## Begin EXTRACTED TEXT

When it comes to earthquake prediction, “there’s been a long history of […] let’s call it stagnation, on this topic with very little serious success,” says Zachary Ross, a seismologist at the California Institute of Technology who wasn’t involved with the work. “Compared with the kind of progress that the climate people have made over the past several decades, which is just astounding, the existing techniques for [earthquake] forecasting seem to be fairly saturated in what they seem to be able to do.”
Enter, machine learning. Crudely put, this describes the ability of a computer code to absorb data, identify patterns, make choices or predictions, then learn from its mistakes to correct itself – all without significant human intervention. For seismologists, it’s a novelty; they have only begun discussing its potential and their work with it at major scientific conferences in the past few years.
And yet it’s already being used in the real world. A project that Ross was part of used machine learning to find millions of earthquakes buried in the seismological records of southern California. After being exposed to reams of seismic data, their software was able to quickly distinguish between random rumbles and the genuine grumbled of earthquakes, the sort imperceivable by humans.
Paul Johnson, a geophysicist at Los Alamos National Laboratory in New Mexico and lead author of the new study, thought that machine learning may be able to help with earthquake prediction. Instead of using equations designed around a human understanding of seismology, these codes would be starting afresh, consuming data and using that data alone to make predictions – and removing potentially erroneous or human assumptions from the mix.
An earlier study made use of an artificial quake-making machine in a laboratory. Steel blocks sandwiched a block of fault gouge, a rock typically found in natural faults. The blocks were mechanically moved around, pushing, squashing and pulling at the block. If the block cracks and there is a jolt forwards, voilà, you just made an earthquake.

## End EXTRACTED TEXT

BRIEF 1: Copy out the records from the line with "Can you find the white cloud?" to the line with "[[193, 257], [176, 187], [198, 204]]", inclusive.
The records bear no relation to the text.

## Begin DATA TO USE

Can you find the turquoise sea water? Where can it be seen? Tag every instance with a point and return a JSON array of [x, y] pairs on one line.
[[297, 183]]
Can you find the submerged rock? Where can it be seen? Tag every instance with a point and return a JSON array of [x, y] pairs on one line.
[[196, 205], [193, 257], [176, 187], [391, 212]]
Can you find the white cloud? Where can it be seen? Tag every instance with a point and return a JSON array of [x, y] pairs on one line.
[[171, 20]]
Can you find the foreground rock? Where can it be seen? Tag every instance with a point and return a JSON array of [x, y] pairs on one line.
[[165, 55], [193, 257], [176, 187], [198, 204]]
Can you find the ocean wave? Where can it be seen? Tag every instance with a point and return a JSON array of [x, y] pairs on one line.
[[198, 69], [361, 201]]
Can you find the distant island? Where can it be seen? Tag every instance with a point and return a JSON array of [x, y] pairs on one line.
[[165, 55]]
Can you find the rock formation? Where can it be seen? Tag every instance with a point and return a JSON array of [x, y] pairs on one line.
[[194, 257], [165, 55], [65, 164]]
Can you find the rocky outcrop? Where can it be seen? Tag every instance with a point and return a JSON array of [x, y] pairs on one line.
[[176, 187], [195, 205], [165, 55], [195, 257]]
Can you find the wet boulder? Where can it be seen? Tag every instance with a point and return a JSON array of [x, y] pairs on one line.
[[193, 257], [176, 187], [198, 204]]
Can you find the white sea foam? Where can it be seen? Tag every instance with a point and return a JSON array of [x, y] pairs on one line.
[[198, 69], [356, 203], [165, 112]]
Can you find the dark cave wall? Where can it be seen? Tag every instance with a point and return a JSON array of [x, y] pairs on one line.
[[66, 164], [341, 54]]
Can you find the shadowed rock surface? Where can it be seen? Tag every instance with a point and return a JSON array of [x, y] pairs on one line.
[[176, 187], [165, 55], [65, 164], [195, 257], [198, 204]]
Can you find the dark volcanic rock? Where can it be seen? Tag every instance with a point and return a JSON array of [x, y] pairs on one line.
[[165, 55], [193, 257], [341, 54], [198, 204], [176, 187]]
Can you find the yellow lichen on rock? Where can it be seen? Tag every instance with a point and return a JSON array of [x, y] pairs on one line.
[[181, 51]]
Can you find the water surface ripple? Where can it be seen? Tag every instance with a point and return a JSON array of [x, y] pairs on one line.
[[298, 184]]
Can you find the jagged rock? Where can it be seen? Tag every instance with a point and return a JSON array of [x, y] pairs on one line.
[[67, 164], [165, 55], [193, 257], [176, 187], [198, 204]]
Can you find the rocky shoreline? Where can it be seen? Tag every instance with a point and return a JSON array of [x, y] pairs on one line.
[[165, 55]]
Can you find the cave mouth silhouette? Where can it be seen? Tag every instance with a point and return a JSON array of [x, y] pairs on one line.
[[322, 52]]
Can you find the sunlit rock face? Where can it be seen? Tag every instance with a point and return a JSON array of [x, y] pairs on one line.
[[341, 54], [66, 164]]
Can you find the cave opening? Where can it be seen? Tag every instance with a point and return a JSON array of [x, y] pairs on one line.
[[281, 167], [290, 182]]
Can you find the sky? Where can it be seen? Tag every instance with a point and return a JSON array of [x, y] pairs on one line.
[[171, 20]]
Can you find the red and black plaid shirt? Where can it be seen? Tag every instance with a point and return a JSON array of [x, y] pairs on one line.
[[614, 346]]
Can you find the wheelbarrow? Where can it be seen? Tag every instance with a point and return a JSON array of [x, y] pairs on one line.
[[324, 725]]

## End DATA TO USE

BRIEF 2: Extend the passage on machine learning and earthquake prediction, beginning after its final sentence.

ANSWER 1:
Can you find the white cloud? Where can it be seen? Tag every instance with a point and return a JSON array of [x, y] pairs on one line.
[[171, 20]]
Can you find the foreground rock? Where can it be seen? Tag every instance with a point and return a JSON array of [x, y] pairs on one line.
[[165, 55], [193, 257], [176, 187], [198, 204]]
Can you find the ocean wave? Where can it be seen? Tag every instance with a point and return a JSON array of [x, y] pairs on one line.
[[198, 69], [361, 201]]
Can you find the distant island? Where can it be seen? Tag every instance with a point and return a JSON array of [x, y] pairs on one line.
[[165, 55]]
Can you find the rock formation? Where can it be seen? Tag every instance with a point and return a JSON array of [x, y] pairs on one line.
[[194, 257], [165, 55], [65, 164]]
Can you find the rocky outcrop? Where can it be seen? Tag every instance with a point and return a JSON array of [x, y] pairs on one line.
[[176, 187], [195, 205], [165, 55], [195, 257]]
Can you find the wet boulder? Where can it be seen? Tag every instance with a point and return a JSON array of [x, y] pairs on one line.
[[193, 257], [176, 187], [198, 204]]

ANSWER 2:
Johnson and his colleagues wondered if a machine learning model, one provided with a stream of data on dimensions and characteristics of the ‘fault’, the stress and strain the system was undergoing and its resulting seismicity, could predict future earthquakes. “Very rapidly, a model was developed by some talented young people,” he says – a team of material scientists and mathematicians. Within months of setting the apparatus up, their software was able to predict with great accuracy when future quakes would transpire.
“It was just a revelation,” Johnson says. “It seemed like magic at first.” The model had managed to identify a handful of energy signatures in the seismic data that let it know the fault was about to fail.
But if this was a video game, it was set to ‘easy’ difficulty. The quakes were periodic, meaning they happened fairly regularly. Could machine learning handle irregular earthquakes, the sort you see in the wild?
Back in the 1800s, scientific competitions between competing researchers were commonplace, where white guys who often came from money threw shade at each other while trying to practically demonstrate the reality-explaining prowess of their theorems. In recent years, scientific competitions have become more focused on deriving technological solutions to problems, and normally involve team efforts.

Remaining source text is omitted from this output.